- _What to do_: Every entry gets copied exactly. No images go into the copy.

Saved data entries:
□ □ □ □ □

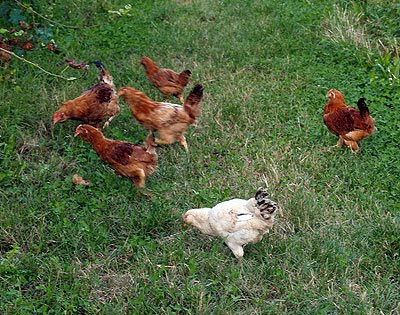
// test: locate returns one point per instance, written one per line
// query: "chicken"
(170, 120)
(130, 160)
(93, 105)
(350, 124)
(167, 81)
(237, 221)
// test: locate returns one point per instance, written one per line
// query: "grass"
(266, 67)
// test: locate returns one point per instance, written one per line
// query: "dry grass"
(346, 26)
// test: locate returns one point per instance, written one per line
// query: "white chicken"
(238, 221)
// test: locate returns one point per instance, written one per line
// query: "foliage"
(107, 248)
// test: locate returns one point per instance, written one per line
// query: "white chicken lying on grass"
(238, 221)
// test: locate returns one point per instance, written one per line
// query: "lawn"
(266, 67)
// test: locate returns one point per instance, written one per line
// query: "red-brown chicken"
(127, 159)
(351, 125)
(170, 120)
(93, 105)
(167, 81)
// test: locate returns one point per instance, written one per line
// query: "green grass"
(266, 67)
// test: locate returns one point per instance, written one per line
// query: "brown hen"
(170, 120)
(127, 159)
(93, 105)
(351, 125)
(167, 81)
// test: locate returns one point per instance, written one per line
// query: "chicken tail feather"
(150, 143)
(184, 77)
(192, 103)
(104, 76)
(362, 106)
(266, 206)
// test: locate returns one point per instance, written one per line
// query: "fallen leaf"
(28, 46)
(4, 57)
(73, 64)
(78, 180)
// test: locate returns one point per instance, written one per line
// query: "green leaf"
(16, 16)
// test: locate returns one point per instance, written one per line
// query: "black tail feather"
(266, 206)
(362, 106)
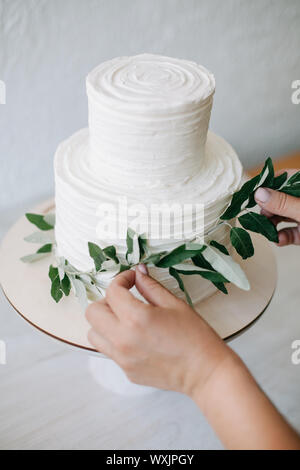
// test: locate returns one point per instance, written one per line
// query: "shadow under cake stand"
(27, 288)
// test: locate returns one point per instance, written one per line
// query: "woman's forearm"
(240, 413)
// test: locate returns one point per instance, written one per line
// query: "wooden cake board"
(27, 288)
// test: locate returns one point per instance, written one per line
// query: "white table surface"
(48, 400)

□ □ □ □ □

- _Response box_:
// test: locate returns one point per instance, written one per line
// query: "chicken"
(170, 120)
(130, 160)
(93, 105)
(350, 124)
(167, 81)
(237, 221)
// test: locate returns one point per instance, written one per line
// query: "grass"
(266, 67)
// test: locate returns one point per instance, written one per line
// query: "dry grass"
(346, 26)
// test: locate returns one point per instance, written one per line
// query: "white chicken"
(238, 221)
// test: locate returns one point per instance, written one per line
// query: "foliage"
(107, 248)
// test: locate returns one point per instance, written one per line
// query: "white chicken lying on grass"
(238, 221)
// test: locate returns one point per instance, written one per line
// query: "lawn"
(266, 67)
// test: locate returns one point per instance, written one per line
// query: "red-brown chicken"
(127, 159)
(351, 125)
(170, 120)
(93, 105)
(167, 81)
// test: locate returns one point per instance, written one per line
// query: "green grass"
(266, 67)
// test: locate returns one point per instance, written one per line
// query: "brown hen"
(170, 120)
(127, 159)
(93, 105)
(351, 125)
(167, 81)
// test: locate returns one point per instance, written one per line
// query: "chicken tail feather"
(150, 143)
(184, 77)
(192, 103)
(104, 76)
(362, 106)
(266, 206)
// test: locate returns one point per instance, written one per line
// query: "fallen leaf"
(28, 46)
(4, 57)
(73, 64)
(78, 180)
// test: locate returns one point per instance, written one per line
// query: "green leaf"
(16, 16)
// test: locate returns one point per instance, written one per line
// query: "black tail feather"
(266, 206)
(362, 106)
// test: locate returns one point per instance, written one per line
// query: "shadow under cake stand"
(27, 288)
// test: locate returns one point per instance, written one per line
// query: "woman's forearm"
(240, 413)
// test: locate returns one point per instance, written one per line
// query: "wooden cake board"
(27, 288)
// test: locate returns one point per instance, written one per line
// query: "white table surface"
(48, 400)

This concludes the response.